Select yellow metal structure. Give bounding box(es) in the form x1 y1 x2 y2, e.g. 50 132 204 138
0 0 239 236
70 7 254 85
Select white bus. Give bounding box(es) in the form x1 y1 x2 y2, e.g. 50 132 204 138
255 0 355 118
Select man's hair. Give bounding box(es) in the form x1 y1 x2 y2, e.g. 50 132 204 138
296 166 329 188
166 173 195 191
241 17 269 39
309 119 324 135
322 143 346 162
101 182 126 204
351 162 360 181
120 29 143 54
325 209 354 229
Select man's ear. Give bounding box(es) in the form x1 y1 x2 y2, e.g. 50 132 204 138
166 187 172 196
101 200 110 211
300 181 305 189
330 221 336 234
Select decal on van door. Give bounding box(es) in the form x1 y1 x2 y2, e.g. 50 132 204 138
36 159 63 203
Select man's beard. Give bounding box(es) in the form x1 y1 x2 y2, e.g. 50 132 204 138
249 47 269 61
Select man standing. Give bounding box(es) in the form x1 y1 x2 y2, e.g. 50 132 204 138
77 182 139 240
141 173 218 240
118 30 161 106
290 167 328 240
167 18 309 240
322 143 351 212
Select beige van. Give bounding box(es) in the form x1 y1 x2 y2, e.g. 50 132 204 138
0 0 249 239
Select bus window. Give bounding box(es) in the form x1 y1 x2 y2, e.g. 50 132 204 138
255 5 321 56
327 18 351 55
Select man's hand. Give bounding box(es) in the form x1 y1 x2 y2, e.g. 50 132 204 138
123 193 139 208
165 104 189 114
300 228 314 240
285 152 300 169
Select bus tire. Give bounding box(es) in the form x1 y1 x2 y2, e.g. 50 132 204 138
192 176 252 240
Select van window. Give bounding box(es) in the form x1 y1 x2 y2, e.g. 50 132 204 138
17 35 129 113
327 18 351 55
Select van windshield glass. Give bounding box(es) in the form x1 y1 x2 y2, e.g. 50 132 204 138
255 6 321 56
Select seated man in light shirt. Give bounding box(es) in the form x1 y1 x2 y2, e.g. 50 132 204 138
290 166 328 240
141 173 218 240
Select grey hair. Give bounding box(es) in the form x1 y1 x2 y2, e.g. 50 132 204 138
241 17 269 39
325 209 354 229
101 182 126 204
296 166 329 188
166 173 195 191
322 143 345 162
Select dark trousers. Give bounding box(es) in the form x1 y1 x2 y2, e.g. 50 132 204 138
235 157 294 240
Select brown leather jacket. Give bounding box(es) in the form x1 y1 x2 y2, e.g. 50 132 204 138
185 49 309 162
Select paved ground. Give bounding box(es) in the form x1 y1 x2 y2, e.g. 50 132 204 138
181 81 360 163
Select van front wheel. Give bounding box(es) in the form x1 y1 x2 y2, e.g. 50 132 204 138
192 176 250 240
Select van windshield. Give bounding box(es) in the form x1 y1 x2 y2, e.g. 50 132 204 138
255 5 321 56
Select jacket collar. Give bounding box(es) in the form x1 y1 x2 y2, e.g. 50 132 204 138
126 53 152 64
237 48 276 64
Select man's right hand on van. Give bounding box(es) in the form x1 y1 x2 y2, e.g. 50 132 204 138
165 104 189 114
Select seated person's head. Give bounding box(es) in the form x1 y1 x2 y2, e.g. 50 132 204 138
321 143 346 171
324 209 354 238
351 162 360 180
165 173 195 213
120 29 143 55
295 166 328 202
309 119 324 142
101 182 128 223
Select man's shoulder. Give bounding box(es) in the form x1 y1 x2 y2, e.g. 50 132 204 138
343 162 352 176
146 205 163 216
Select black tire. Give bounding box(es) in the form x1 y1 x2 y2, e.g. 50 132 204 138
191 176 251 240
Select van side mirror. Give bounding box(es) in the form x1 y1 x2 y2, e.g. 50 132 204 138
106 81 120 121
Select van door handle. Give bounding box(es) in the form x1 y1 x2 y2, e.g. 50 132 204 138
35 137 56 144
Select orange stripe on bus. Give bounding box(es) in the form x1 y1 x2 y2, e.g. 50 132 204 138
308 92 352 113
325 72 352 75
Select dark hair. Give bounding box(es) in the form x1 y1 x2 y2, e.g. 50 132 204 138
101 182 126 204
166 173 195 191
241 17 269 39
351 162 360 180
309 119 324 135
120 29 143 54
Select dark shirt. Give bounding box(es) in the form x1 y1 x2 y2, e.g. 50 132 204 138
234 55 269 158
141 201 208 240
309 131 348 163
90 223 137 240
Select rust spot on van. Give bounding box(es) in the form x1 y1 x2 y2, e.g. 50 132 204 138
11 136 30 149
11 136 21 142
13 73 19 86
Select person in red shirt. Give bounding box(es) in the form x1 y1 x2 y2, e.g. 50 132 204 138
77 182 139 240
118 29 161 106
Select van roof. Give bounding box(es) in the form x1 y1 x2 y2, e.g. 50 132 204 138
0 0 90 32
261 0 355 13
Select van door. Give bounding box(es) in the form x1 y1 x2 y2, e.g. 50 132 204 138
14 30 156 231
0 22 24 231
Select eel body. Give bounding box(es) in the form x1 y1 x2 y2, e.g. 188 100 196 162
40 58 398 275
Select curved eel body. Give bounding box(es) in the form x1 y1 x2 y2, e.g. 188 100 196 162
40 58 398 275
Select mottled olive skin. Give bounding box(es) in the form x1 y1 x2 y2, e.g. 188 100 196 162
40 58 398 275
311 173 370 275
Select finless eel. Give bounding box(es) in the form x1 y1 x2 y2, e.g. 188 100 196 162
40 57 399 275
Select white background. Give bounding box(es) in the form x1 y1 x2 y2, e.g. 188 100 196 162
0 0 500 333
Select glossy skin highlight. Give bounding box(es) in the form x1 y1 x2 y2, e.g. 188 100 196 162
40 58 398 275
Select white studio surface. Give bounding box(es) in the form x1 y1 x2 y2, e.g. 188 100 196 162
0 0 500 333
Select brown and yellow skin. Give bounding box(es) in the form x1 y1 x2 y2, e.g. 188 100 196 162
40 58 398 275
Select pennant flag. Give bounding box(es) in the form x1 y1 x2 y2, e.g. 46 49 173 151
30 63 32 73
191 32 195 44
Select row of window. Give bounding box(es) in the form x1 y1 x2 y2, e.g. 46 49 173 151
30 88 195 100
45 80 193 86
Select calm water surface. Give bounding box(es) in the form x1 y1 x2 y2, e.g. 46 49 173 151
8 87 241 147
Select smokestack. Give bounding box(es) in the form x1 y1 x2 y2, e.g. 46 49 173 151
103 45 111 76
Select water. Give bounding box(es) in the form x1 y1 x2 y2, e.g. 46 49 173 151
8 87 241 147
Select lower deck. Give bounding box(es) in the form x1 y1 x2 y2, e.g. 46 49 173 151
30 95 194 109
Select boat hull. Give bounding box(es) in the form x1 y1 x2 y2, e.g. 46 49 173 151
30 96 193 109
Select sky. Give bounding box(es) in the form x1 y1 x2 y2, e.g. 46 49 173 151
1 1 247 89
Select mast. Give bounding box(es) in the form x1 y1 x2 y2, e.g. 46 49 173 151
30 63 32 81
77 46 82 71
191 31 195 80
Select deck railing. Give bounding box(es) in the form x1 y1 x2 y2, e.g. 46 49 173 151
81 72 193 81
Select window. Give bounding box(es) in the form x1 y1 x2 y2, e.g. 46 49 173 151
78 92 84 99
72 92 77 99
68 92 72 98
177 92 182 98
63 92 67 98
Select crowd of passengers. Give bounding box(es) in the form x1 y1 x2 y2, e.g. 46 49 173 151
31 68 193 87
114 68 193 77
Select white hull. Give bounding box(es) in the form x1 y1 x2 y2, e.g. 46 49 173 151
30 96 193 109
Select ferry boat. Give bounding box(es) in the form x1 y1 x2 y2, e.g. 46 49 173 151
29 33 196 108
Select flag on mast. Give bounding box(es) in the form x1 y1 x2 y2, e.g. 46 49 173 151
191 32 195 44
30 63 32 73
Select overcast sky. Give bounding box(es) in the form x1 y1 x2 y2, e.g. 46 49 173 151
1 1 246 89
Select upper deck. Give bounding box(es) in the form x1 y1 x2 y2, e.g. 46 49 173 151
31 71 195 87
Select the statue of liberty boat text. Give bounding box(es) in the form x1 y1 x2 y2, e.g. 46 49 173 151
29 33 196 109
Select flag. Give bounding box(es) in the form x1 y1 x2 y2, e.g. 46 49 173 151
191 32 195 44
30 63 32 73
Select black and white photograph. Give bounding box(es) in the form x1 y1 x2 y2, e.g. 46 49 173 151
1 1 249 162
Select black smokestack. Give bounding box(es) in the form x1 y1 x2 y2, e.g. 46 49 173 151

# Task instructions
Give the material from the line containing "Select flag. Give" through the line containing "1 1 249 162" as a two-column CSV with the header input,output. Each line starting with "Select" gets one row, with that line in input and the coordinate lines under it in output. Put each field in double quotes and replace line breaks with spaces.

# Task answer
input,output
"Select flag. Give bounding box(es) in the form x1 y1 x2 y2, e.g. 46 49 173 151","191 32 195 44 30 63 32 73"
"Select black and white photograph. Give bounding box(es) in the form x1 y1 x2 y2, e.g. 46 49 173 151","1 1 249 162"